DATA UNDER STUDY ->

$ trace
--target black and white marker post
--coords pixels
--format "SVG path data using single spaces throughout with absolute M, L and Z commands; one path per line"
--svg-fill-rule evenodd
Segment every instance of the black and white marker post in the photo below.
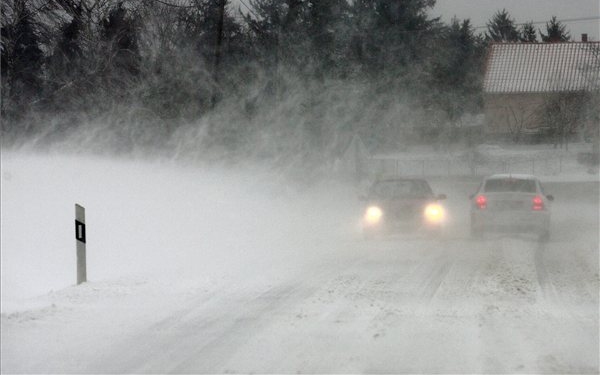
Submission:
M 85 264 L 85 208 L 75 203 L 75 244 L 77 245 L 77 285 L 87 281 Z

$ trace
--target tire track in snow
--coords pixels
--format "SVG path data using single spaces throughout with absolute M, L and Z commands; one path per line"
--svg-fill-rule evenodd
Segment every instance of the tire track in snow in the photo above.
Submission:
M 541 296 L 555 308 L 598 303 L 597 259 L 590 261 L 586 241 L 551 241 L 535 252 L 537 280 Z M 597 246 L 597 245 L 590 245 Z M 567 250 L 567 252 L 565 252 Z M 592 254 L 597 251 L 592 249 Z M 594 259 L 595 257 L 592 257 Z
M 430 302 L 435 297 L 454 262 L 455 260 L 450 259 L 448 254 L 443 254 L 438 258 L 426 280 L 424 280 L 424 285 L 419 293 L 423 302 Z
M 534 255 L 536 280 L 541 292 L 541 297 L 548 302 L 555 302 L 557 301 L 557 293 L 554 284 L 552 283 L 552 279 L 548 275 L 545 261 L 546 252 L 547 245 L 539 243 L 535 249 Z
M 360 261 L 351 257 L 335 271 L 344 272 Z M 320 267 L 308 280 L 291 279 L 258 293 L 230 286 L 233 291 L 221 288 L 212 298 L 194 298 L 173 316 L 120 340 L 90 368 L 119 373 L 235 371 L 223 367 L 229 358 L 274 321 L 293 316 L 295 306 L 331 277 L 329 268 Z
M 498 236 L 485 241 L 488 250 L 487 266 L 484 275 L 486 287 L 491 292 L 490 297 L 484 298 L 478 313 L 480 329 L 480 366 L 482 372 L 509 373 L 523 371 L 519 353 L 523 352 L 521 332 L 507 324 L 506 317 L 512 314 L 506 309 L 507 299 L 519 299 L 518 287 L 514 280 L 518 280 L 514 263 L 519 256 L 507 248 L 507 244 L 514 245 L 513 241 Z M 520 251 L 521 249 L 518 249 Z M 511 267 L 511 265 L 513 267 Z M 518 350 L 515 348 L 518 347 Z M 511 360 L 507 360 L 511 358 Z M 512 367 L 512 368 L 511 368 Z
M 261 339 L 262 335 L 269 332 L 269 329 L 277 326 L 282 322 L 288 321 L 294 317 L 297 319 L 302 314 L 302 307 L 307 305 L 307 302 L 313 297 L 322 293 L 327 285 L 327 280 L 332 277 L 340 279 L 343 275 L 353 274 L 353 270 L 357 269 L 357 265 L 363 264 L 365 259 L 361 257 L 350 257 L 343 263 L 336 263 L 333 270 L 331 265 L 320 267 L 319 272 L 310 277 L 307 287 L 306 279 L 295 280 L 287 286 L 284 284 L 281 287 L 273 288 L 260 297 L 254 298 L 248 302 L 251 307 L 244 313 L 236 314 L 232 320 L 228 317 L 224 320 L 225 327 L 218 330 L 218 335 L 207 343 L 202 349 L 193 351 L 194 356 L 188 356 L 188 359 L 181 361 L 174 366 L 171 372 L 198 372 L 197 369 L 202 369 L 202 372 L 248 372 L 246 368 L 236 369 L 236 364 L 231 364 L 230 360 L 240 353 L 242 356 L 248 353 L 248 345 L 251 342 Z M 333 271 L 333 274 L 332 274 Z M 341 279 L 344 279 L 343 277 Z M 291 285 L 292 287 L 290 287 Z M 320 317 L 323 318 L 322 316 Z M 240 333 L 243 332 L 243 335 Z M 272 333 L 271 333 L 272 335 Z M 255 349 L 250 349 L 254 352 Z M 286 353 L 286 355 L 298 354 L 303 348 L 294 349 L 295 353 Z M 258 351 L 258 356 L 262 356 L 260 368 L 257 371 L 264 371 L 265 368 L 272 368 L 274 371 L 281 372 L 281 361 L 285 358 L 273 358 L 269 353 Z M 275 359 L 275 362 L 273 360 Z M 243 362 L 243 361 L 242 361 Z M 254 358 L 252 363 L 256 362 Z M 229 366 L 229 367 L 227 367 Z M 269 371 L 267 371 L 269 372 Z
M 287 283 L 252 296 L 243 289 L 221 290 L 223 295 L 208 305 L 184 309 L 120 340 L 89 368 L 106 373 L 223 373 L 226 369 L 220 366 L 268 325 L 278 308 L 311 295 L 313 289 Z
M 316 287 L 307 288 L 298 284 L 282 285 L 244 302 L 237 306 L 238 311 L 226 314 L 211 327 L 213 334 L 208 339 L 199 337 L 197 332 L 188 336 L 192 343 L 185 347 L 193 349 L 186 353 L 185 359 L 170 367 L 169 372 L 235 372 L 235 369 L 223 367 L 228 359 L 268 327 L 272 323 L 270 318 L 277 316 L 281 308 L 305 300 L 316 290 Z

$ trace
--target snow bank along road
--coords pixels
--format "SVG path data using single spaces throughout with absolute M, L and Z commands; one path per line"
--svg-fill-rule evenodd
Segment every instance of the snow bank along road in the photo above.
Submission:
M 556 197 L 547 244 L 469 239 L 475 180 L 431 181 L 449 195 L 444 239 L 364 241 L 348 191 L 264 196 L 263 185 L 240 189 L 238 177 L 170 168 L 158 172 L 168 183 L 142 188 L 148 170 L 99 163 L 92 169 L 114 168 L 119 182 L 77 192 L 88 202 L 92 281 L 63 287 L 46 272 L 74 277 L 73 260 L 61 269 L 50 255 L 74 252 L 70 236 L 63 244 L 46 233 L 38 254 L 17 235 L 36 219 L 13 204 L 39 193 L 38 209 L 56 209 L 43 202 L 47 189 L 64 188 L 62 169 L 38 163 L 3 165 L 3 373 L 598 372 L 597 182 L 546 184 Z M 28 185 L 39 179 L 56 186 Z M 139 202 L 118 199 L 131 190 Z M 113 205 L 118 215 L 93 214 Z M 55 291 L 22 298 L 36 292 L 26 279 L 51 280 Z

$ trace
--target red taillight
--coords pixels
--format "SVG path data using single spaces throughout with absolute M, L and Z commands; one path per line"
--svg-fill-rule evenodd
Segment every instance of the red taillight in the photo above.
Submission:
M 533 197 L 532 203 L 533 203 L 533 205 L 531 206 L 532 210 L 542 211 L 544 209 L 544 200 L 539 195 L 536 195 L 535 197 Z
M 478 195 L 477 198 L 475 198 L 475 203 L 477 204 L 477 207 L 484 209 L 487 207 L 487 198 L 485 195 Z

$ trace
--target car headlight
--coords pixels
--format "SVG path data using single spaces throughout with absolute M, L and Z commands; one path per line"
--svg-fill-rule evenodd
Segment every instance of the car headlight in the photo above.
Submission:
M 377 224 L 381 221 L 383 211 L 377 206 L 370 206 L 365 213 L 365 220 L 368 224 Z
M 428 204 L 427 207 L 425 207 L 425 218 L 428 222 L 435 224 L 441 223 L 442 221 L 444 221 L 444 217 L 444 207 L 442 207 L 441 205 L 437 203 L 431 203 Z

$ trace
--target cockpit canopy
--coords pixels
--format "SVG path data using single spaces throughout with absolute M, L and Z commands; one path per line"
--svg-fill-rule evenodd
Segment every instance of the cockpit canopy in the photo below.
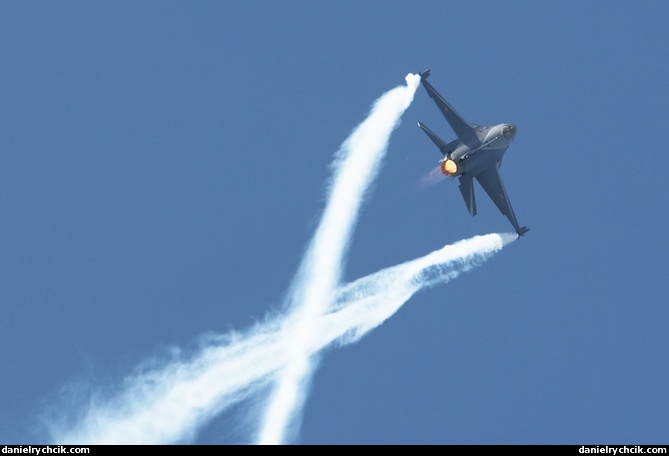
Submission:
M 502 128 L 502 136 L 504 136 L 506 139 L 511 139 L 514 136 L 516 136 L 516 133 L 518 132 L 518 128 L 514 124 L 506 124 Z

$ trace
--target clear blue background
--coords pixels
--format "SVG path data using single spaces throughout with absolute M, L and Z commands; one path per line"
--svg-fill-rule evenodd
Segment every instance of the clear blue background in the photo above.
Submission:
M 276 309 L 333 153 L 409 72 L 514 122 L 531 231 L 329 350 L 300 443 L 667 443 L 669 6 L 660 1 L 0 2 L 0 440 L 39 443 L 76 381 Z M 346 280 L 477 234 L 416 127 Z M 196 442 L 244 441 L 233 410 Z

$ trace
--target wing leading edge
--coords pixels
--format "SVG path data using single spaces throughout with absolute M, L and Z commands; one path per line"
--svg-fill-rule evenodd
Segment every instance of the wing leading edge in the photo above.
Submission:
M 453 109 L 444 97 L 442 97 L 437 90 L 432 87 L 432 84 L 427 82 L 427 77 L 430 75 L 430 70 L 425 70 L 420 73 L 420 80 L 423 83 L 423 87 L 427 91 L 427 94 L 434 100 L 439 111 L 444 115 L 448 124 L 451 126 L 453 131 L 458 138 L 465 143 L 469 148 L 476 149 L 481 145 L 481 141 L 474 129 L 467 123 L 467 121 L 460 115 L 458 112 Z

...

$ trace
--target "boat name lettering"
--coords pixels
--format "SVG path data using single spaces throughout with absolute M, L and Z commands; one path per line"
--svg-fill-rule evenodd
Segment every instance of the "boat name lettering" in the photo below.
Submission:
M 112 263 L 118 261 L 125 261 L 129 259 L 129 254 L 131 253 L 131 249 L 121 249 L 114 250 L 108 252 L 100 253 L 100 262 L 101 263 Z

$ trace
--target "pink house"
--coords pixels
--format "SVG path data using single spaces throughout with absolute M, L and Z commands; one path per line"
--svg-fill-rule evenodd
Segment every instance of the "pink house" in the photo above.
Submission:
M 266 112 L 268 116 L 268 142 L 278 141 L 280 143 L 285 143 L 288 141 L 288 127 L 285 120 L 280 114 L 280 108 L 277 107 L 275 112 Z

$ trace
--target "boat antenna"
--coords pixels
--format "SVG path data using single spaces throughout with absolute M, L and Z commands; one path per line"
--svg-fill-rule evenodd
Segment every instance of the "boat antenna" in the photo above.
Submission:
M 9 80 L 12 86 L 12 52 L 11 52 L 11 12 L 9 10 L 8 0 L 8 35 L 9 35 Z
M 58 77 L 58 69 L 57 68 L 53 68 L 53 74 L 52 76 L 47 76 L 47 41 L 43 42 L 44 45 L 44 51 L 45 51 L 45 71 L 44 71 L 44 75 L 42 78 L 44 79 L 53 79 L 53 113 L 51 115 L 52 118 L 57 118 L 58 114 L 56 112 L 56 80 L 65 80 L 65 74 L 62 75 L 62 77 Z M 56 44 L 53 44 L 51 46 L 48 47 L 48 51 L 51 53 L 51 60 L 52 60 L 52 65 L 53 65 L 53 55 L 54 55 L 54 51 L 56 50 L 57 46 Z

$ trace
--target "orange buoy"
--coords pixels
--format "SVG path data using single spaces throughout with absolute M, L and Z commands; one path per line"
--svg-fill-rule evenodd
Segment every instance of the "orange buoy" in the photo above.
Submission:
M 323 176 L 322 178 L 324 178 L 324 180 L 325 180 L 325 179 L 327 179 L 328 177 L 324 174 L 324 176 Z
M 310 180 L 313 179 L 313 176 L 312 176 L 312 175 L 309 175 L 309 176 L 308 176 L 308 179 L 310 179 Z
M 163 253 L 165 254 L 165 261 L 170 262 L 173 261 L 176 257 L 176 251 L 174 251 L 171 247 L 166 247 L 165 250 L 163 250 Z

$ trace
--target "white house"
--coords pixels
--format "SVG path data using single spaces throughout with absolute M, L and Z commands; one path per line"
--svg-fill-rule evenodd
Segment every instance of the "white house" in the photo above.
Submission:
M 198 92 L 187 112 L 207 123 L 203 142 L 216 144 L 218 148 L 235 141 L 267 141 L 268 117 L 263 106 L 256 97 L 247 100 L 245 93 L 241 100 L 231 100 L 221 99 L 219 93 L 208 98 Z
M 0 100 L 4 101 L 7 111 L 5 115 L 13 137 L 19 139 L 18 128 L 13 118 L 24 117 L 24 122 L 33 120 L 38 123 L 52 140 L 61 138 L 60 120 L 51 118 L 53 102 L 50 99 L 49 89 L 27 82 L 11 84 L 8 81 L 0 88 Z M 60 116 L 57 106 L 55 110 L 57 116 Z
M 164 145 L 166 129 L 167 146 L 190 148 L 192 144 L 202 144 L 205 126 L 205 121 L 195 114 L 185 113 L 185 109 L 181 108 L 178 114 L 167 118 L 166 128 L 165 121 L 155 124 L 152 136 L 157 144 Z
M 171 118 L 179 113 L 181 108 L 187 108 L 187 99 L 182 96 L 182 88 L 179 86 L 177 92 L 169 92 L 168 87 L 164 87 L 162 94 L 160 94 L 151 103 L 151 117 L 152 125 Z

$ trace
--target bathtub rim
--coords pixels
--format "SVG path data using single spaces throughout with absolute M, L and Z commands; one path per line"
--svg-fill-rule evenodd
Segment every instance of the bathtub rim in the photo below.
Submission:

ABOUT THIS TASK ->
Gather each line in the entries above where the string "wing" is found.

SOLUTION TO THIS PROBLEM ->
--target wing leading edge
Segment every instance of the wing leading edge in the photo above.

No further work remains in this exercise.